▶ _INSTRUCTION_
In the entries below, swap every "man's shoe" for "leather boot" and leave everything else unchanged. Omit the pictures from your answer.

▶ _TASK DATA_
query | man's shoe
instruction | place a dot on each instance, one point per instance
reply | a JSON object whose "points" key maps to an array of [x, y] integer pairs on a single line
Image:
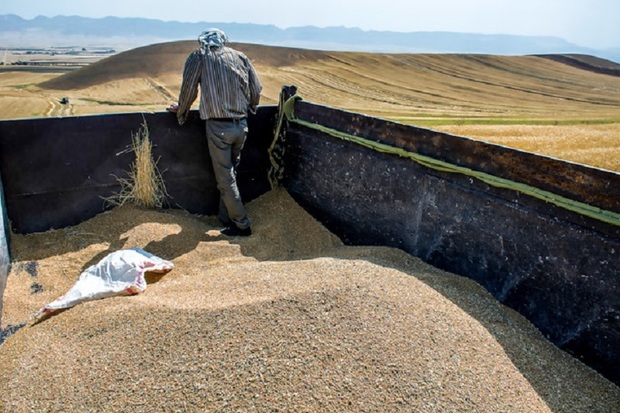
{"points": [[234, 230]]}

▶ _EXERCISE SOLUTION_
query | leather boot
instruction | place a dot on each instance, one point per instance
reply | a JSON object whose "points" key maps to an array of [x, y] integer pairs on a single line
Image:
{"points": [[234, 230]]}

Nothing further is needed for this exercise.